◆ PROBLEM TO SOLVE ◆
Omit the pictures. Print each entry below exactly.

(Point-per-instance localization data)
★ ★ ★

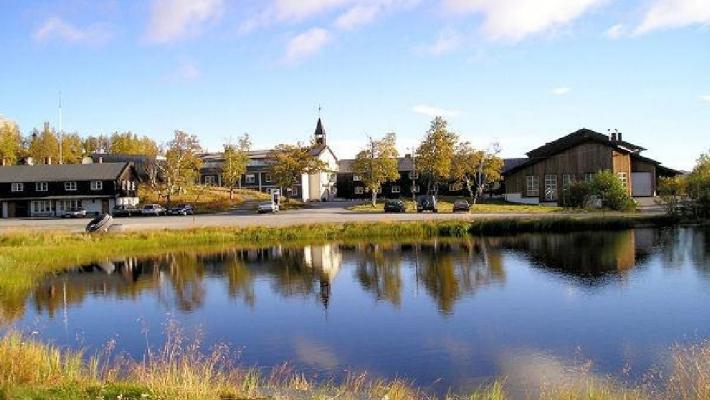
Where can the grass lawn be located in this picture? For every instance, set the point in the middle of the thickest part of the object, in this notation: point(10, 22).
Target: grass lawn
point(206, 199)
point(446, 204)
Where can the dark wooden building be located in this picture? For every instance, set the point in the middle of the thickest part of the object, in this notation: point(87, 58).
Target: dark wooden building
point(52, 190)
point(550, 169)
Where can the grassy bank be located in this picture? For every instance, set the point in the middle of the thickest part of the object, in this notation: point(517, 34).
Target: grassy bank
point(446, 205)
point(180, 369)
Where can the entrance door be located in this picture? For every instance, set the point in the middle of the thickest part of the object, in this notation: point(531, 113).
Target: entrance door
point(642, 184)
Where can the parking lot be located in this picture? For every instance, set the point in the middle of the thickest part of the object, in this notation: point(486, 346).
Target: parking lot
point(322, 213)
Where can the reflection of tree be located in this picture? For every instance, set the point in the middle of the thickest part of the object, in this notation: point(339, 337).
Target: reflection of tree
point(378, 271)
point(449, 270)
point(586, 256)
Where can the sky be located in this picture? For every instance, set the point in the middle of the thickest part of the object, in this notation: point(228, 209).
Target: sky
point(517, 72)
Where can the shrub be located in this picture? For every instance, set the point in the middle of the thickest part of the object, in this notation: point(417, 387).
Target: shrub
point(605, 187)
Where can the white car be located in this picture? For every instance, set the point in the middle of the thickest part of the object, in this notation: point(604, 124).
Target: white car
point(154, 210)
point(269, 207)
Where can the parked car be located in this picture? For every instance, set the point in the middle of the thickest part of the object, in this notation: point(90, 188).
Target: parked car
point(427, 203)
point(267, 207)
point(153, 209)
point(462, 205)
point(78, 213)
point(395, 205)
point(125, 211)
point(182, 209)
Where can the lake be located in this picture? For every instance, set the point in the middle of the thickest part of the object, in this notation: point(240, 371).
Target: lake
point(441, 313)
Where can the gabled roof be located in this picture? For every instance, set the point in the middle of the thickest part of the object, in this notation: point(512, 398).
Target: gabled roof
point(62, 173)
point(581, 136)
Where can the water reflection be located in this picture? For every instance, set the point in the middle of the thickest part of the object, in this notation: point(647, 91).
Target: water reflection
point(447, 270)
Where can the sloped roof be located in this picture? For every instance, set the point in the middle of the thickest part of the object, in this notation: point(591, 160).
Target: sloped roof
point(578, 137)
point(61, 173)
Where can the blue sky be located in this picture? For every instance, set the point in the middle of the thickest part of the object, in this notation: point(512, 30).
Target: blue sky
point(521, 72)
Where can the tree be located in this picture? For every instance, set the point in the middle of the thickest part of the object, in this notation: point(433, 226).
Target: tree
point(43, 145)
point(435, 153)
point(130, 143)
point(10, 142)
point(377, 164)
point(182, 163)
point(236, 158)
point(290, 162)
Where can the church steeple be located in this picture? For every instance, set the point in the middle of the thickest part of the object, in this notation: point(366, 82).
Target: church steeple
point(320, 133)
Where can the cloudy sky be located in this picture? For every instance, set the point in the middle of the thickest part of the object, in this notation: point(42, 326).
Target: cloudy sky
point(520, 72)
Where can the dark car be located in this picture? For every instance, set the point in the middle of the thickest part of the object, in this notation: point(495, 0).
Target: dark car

★ ★ ★

◆ ANSWER FOR THE TASK ◆
Where can the grass lawn be located in this picture? For every instance, set the point in the middle of the thickest part of the object, in this notation: point(10, 22).
Target: grass lawn
point(206, 199)
point(446, 204)
Where can the dark wooden building be located in this picture? For every instance, set the point in the middle of the thickest part of the object, in this notation: point(87, 58).
Target: dark wooden building
point(52, 190)
point(550, 169)
Where can the grassy bank be located in this picture? For every instance, set the point in the middle of the thickest part of the object, in this notation: point(517, 34).
Target: grassy bank
point(446, 205)
point(180, 369)
Where can the entrance door be located in this picture? For every instance, set the point in the middle of the thickest part of the object, in this notation: point(531, 113).
Target: entrance door
point(642, 184)
Where can the parking lot be located in this picture? For every instance, set the point in the middle of the thickest part of the object, in this notation: point(486, 346).
Target: parking lot
point(322, 213)
Where can the reflection of tree be located in this picture? For every instance, set the point in the middle of the thickest part of the object, in this notation: point(339, 337).
Target: reflection of tree
point(378, 271)
point(449, 270)
point(586, 256)
Where can the sky be located in this picture? For every instance, set the point in the middle of the thickest part of the object, in this notation: point(228, 209).
Target: sky
point(517, 72)
Where can the shrub be located in this picture? For every instance, set the point in the middle of the thickest part of the object, in this notation: point(417, 387).
Target: shrub
point(605, 187)
Where can the white car be located in this picture? For every instance, set the point in the middle of the thickest part of the object, in this notation: point(604, 124).
Target: white car
point(154, 210)
point(269, 207)
Where can the parked car be located in this picture? For every instance, set the point in the middle of the thickest part of the object, in this notation: point(90, 188).
Target: parked car
point(427, 203)
point(267, 207)
point(153, 209)
point(462, 205)
point(78, 213)
point(395, 205)
point(125, 211)
point(182, 209)
Where can the lake be located in this picture? For every instance, set the point in the middle of the thickest part of the object, in this notation: point(240, 371).
Target: lake
point(441, 313)
Where can the gabled roof be located in this picture? For every instance, set the point in the middle of the thickest part of the object, in this notation: point(512, 398).
Target: gabled roof
point(62, 173)
point(581, 136)
Where can the water reflection be located in this picture? For every instance, set the point in the middle of the thickest part of the object, in this notation: point(647, 91).
Target: water reflection
point(447, 270)
Where can the sloped roof be located in this picture? For every instance, set the point in the middle of the thickest part of the object, in this notation: point(591, 160).
Target: sloped roof
point(578, 137)
point(61, 173)
Where can the blue sky be located in this picture? For every instance, set the point in the middle of the thickest part of the object, in this notation: point(512, 30).
Target: blue sky
point(521, 72)
Where can the tree be located in this picture? For every instance, set the point in the middle of the thickest part of the object, in this notation: point(433, 226).
Target: tree
point(43, 145)
point(435, 153)
point(130, 143)
point(10, 142)
point(377, 164)
point(182, 163)
point(236, 158)
point(290, 162)
Where can the church steeple be located in this picture? For every instance, set the point in the middle of the thickest part of the object, in this notation: point(366, 82).
Target: church steeple
point(320, 133)
Where can the cloudy sky be located in this picture? For every instance, set the point in the middle of the thickest part of the object, in this notation: point(42, 326).
Target: cloudy sky
point(520, 72)
Where can the dark car be located in this picture? For every instance, set the point in the middle of the thickest part of the object, in this notation: point(495, 0).
Target: dark car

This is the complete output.